- _RECORDS SUPPLIED_

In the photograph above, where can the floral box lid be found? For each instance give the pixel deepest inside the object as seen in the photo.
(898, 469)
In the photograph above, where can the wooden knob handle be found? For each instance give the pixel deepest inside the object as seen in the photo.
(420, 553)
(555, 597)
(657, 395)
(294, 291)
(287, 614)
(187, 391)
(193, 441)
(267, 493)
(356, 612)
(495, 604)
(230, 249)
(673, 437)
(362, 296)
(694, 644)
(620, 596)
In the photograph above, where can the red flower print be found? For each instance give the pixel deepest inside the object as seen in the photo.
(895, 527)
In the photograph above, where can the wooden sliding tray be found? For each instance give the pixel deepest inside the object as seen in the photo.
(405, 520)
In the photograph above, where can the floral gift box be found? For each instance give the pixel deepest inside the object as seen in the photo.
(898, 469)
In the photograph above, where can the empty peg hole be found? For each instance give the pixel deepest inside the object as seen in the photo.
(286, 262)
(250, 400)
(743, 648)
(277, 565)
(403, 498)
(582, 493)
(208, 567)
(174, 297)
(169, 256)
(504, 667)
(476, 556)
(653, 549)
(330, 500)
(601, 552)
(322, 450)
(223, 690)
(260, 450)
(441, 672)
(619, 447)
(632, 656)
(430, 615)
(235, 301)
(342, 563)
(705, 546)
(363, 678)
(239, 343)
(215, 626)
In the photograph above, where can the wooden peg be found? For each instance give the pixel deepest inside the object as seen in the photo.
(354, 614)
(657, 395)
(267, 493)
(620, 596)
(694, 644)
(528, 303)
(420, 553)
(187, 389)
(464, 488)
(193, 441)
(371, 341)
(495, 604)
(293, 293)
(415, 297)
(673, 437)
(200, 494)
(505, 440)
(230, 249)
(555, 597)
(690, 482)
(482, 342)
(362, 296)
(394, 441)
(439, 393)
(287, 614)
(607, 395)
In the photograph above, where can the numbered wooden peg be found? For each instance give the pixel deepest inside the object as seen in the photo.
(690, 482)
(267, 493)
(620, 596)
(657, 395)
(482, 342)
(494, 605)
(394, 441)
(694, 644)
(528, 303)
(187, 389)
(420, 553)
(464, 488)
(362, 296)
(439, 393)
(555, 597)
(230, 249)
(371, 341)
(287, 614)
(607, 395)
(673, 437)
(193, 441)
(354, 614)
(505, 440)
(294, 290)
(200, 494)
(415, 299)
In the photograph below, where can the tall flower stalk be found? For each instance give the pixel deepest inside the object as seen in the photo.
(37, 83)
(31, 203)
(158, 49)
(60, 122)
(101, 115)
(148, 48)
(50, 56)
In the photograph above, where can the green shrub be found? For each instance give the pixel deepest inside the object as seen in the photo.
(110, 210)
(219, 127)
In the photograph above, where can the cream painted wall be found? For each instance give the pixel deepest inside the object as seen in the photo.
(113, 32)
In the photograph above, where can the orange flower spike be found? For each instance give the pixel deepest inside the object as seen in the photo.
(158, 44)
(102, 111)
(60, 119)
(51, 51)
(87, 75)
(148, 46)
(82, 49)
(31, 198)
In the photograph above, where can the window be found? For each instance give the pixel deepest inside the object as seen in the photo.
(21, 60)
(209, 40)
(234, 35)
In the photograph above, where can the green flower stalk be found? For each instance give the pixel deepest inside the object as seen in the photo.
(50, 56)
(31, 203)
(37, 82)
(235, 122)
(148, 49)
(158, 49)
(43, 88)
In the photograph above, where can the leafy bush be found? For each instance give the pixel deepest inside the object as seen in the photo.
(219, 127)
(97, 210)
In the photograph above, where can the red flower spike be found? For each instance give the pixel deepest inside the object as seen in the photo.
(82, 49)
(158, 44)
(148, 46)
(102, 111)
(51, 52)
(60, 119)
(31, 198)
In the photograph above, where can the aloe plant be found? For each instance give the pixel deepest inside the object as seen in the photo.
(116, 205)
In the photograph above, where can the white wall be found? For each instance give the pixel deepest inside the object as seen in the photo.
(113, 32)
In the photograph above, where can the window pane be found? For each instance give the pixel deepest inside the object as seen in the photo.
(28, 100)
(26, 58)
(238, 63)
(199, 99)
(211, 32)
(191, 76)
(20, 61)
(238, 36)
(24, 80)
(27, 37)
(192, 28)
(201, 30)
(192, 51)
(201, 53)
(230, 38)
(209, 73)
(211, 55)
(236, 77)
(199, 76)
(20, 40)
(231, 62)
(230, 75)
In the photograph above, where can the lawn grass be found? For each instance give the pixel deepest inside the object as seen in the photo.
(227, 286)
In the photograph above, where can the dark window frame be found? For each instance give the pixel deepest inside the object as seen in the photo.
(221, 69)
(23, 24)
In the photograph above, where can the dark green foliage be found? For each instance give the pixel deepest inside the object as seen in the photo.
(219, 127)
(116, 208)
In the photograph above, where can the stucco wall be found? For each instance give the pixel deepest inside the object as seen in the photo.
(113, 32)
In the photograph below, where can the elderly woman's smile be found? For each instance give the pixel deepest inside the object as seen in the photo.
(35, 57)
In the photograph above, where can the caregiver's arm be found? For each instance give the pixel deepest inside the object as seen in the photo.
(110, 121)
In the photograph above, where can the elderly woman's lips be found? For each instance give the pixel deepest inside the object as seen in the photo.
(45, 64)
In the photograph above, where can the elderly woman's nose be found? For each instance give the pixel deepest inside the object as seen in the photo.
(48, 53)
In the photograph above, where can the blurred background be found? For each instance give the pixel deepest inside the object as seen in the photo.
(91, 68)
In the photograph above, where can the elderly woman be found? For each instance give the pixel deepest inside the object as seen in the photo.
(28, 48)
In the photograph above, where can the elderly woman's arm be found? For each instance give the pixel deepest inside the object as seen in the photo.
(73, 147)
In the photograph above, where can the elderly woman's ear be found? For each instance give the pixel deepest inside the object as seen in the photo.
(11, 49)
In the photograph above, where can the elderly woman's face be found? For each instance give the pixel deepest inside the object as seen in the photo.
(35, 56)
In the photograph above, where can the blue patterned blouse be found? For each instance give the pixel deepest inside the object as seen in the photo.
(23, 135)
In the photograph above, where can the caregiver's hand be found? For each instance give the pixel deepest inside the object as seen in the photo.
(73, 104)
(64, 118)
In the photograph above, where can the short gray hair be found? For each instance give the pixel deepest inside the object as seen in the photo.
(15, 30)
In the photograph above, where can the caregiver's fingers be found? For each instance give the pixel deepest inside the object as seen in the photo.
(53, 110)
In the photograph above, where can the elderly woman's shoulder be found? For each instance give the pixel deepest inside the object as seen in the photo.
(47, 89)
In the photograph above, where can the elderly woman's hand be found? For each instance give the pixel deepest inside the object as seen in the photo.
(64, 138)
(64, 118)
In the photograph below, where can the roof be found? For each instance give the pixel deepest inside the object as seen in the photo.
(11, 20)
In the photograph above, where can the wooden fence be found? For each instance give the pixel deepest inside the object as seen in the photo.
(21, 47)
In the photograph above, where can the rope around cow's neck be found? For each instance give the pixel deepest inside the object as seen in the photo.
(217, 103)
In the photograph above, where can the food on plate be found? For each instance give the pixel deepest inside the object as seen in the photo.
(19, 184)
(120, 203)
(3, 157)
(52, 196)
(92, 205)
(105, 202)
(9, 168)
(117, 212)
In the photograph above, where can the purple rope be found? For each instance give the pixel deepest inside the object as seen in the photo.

- _YOUR TASK_
Each entry above is to be copied out exactly.

- _YOUR SOLUTION_
In the photograph above, where can the floral box lid be found? For each instance give the pixel deepest inside the object as seen in the photo.
(898, 469)
In the photograph above, where can the wooden knob handle be found? For each instance give the pixel deepest inside the object as seen in the photo.
(420, 553)
(555, 597)
(657, 395)
(294, 291)
(287, 614)
(187, 391)
(193, 441)
(267, 493)
(356, 612)
(495, 604)
(230, 249)
(673, 437)
(362, 296)
(694, 644)
(620, 596)
In the photograph above, where can the red flower print be found? For each instance give the pixel deepest inside the object as seen in the photo.
(895, 527)
In the photograph above, where can the wooden sliding tray be found? For each instance give the pixel deepest inside the object as seen in the photo.
(405, 520)
In the photograph above, where can the floral gift box be found? For each instance give the pixel deepest inside the object as seen in the photo.
(898, 469)
In the photograph above, where can the empty peg hole be found? For each instance give the pixel deepest inside the object as seen in the photo.
(286, 262)
(250, 400)
(743, 648)
(277, 565)
(403, 498)
(582, 493)
(208, 567)
(174, 297)
(169, 256)
(504, 667)
(476, 556)
(653, 549)
(330, 500)
(601, 552)
(322, 450)
(223, 690)
(260, 450)
(441, 672)
(619, 447)
(632, 656)
(430, 615)
(235, 301)
(342, 563)
(705, 546)
(363, 678)
(239, 343)
(215, 626)
In the photograph above, where can the wooden peg be found? For each instance give the pixel deepest inside the object as seen in the photo.
(354, 614)
(657, 395)
(267, 493)
(620, 596)
(694, 644)
(528, 303)
(420, 553)
(187, 389)
(464, 488)
(193, 441)
(371, 341)
(495, 604)
(293, 293)
(415, 297)
(673, 437)
(200, 494)
(505, 440)
(230, 249)
(555, 597)
(690, 482)
(482, 342)
(362, 296)
(394, 441)
(439, 393)
(287, 614)
(607, 395)
In the photograph above, where can the numbered wooden peg be found? For each instance give the pixel deepest inside the object as seen in the photo.
(690, 482)
(267, 493)
(620, 596)
(657, 395)
(482, 342)
(494, 605)
(394, 441)
(694, 644)
(528, 303)
(187, 389)
(420, 553)
(464, 488)
(362, 296)
(439, 393)
(555, 597)
(230, 249)
(371, 341)
(287, 614)
(607, 395)
(673, 437)
(193, 441)
(354, 614)
(505, 440)
(294, 290)
(200, 494)
(415, 299)
In the photograph below, where can the tall flower stalk be found? For each instance give the pixel deepest inside the object as seen in the photo.
(37, 83)
(31, 203)
(158, 49)
(60, 122)
(101, 115)
(148, 48)
(50, 56)
In the photograph above, where can the green shrub be found? For each instance give the pixel deepest inside the object as seen in the photo.
(110, 210)
(219, 127)
In the photograph above, where can the cream painted wall be found? For each instance give the pixel deepest inside the object as seen in the photo.
(113, 32)
In the photograph above, where can the orange flower spike be found? For each instance give the pixel deepest inside the object as seen in the photo.
(158, 44)
(102, 111)
(60, 119)
(51, 51)
(87, 75)
(148, 46)
(82, 49)
(31, 198)
In the photograph above, where can the window be found? For each instance give the pixel deepest inside the object as seen in the photo.
(21, 60)
(209, 40)
(234, 35)
In the photograph above, where can the green flower stalk be found? For each instance give the pixel deepest inside the object as seen in the photo.
(50, 56)
(31, 203)
(37, 82)
(235, 122)
(148, 49)
(158, 49)
(43, 88)
In the photograph above, where can the leafy bush be found? For each instance give the pixel deepest inside the object as seen in the photo.
(219, 127)
(97, 210)
In the photograph above, where can the red flower spike be found? For each instance give the pixel deepest inside the object as seen in the photo.
(82, 49)
(158, 44)
(148, 46)
(102, 111)
(51, 52)
(60, 119)
(31, 198)
In the photograph above, where can the aloe plant be found? For each instance give the pixel deepest inside the object as seen in the photo.
(116, 205)
In the photograph above, where can the white wall be found? For each instance give the pixel deepest inside the object as seen in the photo.
(113, 32)
In the photograph above, where can the window pane be found? For each instance give the pixel deepest inside the object as seen in the photo.
(28, 100)
(26, 58)
(238, 63)
(199, 99)
(211, 32)
(191, 76)
(20, 61)
(238, 36)
(24, 80)
(27, 37)
(192, 28)
(201, 30)
(192, 51)
(201, 53)
(230, 38)
(209, 73)
(211, 55)
(236, 77)
(199, 76)
(20, 40)
(231, 62)
(230, 75)
In the photograph above, where can the lawn grass be found? For each instance give the pixel deepest inside the object as seen in the photo.
(227, 286)
In the photograph above, where can the dark window frame be found? For each instance give the pixel deepest inside the object as seen in the photo.
(221, 69)
(23, 24)
In the photograph above, where can the dark green foliage be found? For each instance give the pixel deepest inside the object as seen in the photo.
(219, 127)
(116, 208)
In the photograph above, where can the stucco wall be found? For each instance give the pixel deepest inside the object as seen in the photo.
(113, 32)
In the photograph below, where can the elderly woman's smile be found? For each instance give the pixel deepest inside the object as seen in the photo.
(35, 57)
In the photograph above, where can the caregiver's arm be found? For each instance give the pixel deepest inside the object as seen in the photo.
(110, 121)
In the photograph above, where can the elderly woman's lips be found? For each instance give the pixel deepest inside the object as seen in the photo.
(45, 64)
In the photograph above, where can the elderly woman's nose be found? For each instance give the pixel deepest inside the object as seen in the photo.
(48, 53)
In the photograph above, where can the blurred background be found? For each instance give the pixel deepest inside the object as seen in the photo.
(91, 68)
In the photograph above, where can the elderly woman be found? For each instance give the pixel deepest inside the object as seen in the photo.
(28, 48)
In the photograph above, where can the elderly woman's arm be found? For each instance give the pixel deepest inside the object as seen in the photo.
(73, 147)
In the photograph above, where can the elderly woman's ear be found? For each instance give the pixel deepest inside the object as seen in the photo.
(11, 49)
In the photograph above, where can the elderly woman's face be found? For each instance give the pixel deepest inside the object as seen in the photo.
(35, 56)
In the photograph above, where can the blue patterned blouse be found? For each instance give the pixel deepest inside the object as seen in the photo.
(23, 135)
In the photograph above, where can the caregiver's hand be found? For each instance give the pixel deepest inside the object as seen in the photo.
(73, 104)
(64, 118)
In the photograph above, where can the short gray hair be found? For each instance give the pixel deepest inside the object as seen in the photo.
(15, 30)
In the photograph above, where can the caregiver's fingers be found? For each instance give the pixel deepest inside the object as seen in the photo.
(53, 110)
In the photograph above, where can the elderly woman's shoulder be found? For each instance give the pixel deepest inside the object as seen in the photo.
(47, 89)
In the photograph above, where can the elderly woman's hand be found? For each instance give the pixel deepest inside the object as seen in the photo.
(64, 138)
(64, 118)
In the photograph below, where can the roof be found? For each instance give the pixel deepest inside the object as seen in the photo.
(11, 20)
In the photograph above, where can the wooden fence be found? For each instance give the pixel deepest inside the object as seen in the photo.
(21, 47)
In the photograph above, where can the rope around cow's neck be found? For each instance give the pixel deepest inside the object as seen in the photo.
(217, 103)
In the photograph above, where can the food on plate be found? For each instance give the pixel deepest inside the object as seen in the photo.
(19, 184)
(120, 203)
(3, 157)
(52, 196)
(92, 205)
(105, 202)
(9, 168)
(117, 212)
In the photograph above, where can the purple rope be found? For each instance give the pixel deepest inside the object as seen in the photo.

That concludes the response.